- **Task details**: Copy out the stretch from the line containing "Shelf-audit tool: tag the shovel in" through the end of the data, keeping every line (the requests too) but shifting each coordinate by adding 121 to both of its numbers.

- **Records supplied**:

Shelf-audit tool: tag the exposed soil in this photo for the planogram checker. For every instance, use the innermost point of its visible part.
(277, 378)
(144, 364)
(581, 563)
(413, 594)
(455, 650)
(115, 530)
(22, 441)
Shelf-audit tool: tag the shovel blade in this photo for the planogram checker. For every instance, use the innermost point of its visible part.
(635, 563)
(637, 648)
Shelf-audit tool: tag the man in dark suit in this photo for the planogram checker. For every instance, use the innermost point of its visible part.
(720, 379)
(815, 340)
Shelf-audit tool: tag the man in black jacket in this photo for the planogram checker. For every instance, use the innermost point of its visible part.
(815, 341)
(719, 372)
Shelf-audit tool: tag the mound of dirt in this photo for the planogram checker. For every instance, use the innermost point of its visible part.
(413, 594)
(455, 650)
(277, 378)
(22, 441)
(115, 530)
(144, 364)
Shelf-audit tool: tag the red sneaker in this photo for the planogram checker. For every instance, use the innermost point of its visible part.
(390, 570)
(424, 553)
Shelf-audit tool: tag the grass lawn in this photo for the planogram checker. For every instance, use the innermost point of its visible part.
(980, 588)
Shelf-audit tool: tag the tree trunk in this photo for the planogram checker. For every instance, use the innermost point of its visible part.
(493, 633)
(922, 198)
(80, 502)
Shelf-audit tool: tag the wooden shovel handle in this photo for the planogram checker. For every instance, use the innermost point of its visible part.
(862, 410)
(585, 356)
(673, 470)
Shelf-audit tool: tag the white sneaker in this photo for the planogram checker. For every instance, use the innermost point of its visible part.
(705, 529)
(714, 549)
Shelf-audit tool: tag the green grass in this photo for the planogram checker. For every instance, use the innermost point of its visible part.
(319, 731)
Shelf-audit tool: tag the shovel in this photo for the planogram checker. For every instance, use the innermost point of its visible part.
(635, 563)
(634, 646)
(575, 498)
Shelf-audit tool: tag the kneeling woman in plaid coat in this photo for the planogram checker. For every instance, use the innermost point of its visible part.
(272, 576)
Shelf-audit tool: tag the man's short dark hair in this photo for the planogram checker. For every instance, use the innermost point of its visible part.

- **Written solution**:
Shelf-audit tool: tag the shovel in this photo for the planogram checker. For every instance, use the innermost point of its visible part.
(756, 684)
(755, 767)
(696, 619)
Shelf-audit tool: tag the kneeling woman in plaid coat in this photo for the planogram checker. For every instance, use the innermost point of its visible part.
(393, 697)
Shelf-audit tool: tag the man's short dark hair in this photo for the planogram checker. For every instance, use the innermost point of its visible part.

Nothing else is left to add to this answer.